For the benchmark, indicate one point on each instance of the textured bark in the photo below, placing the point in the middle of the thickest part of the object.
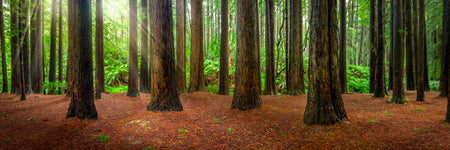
(380, 82)
(409, 50)
(36, 47)
(133, 83)
(197, 78)
(164, 92)
(372, 46)
(247, 90)
(144, 83)
(181, 46)
(398, 52)
(325, 105)
(82, 104)
(343, 46)
(99, 60)
(224, 83)
(2, 38)
(296, 85)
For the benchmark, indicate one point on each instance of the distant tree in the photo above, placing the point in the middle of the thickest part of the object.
(99, 60)
(247, 90)
(224, 83)
(197, 78)
(164, 92)
(133, 90)
(82, 104)
(144, 80)
(36, 47)
(324, 104)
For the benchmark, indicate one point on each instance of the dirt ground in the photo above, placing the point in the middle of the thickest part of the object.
(207, 122)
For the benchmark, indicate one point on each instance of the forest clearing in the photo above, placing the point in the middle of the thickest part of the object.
(207, 122)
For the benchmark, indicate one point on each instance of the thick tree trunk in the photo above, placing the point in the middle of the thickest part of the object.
(296, 85)
(164, 92)
(82, 104)
(2, 38)
(343, 46)
(380, 82)
(197, 78)
(35, 46)
(181, 46)
(133, 83)
(398, 59)
(325, 105)
(99, 60)
(224, 83)
(144, 83)
(247, 90)
(409, 48)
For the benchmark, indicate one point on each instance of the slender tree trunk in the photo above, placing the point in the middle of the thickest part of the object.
(133, 84)
(99, 60)
(144, 83)
(380, 82)
(296, 85)
(82, 104)
(197, 78)
(343, 46)
(2, 36)
(325, 105)
(224, 83)
(398, 92)
(164, 92)
(247, 90)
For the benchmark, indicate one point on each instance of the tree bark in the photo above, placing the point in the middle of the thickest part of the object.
(343, 46)
(99, 45)
(380, 82)
(164, 92)
(36, 47)
(224, 83)
(324, 104)
(197, 78)
(398, 92)
(247, 87)
(82, 104)
(133, 82)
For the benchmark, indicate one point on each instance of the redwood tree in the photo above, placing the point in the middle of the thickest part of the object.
(224, 83)
(133, 90)
(324, 104)
(82, 104)
(164, 92)
(197, 78)
(247, 87)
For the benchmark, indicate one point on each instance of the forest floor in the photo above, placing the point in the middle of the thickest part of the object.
(207, 122)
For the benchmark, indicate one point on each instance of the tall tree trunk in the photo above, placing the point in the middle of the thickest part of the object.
(296, 85)
(2, 36)
(224, 83)
(247, 90)
(197, 78)
(373, 45)
(325, 105)
(343, 46)
(35, 46)
(133, 84)
(82, 104)
(52, 72)
(181, 46)
(409, 48)
(164, 92)
(380, 83)
(144, 83)
(398, 92)
(99, 60)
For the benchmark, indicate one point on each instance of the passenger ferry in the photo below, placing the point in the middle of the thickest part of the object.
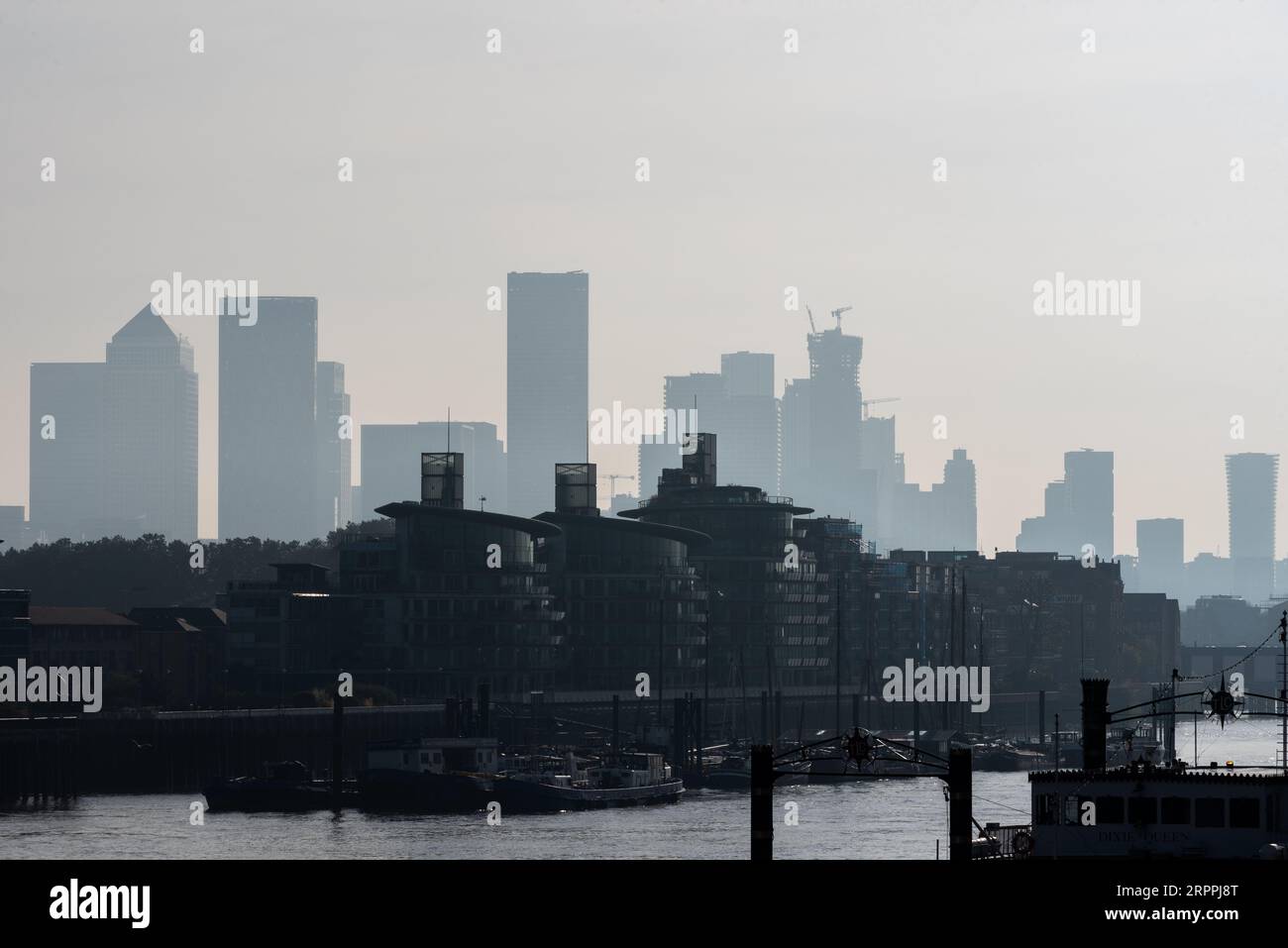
(1146, 809)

- [Short exercise] Copy the items from the line with "of the redwood" through the end of the items, requests included, and offset every coordinate in the answers by adding 119 to both numbers of each pair. Leave the pictures out.

- [The completed task]
For the benchmark, indicate one point on each instance of the redwood tree in the photo above, placing the point in the middle of the thickest part of the object.
(343, 202)
(252, 209)
(443, 223)
(201, 223)
(283, 211)
(316, 197)
(366, 206)
For the benchmark, indicate one point on each instance of the forest floor in the photo above, placing the point in the middle of the thickest part of the object.
(326, 241)
For the benchmark, indicate one point on each instance of the tall tree trunk in the photo above, placing the point in the middle of the thickest part of the object.
(415, 204)
(121, 155)
(343, 202)
(366, 209)
(316, 197)
(492, 164)
(444, 224)
(462, 165)
(154, 165)
(252, 203)
(201, 223)
(171, 191)
(300, 165)
(528, 167)
(283, 211)
(499, 202)
(263, 202)
(517, 211)
(218, 179)
For the benchmark, indicate one point on each instance of the passenger ferry in the photo below, placing the point in the middle of the thickest part of the object.
(1265, 928)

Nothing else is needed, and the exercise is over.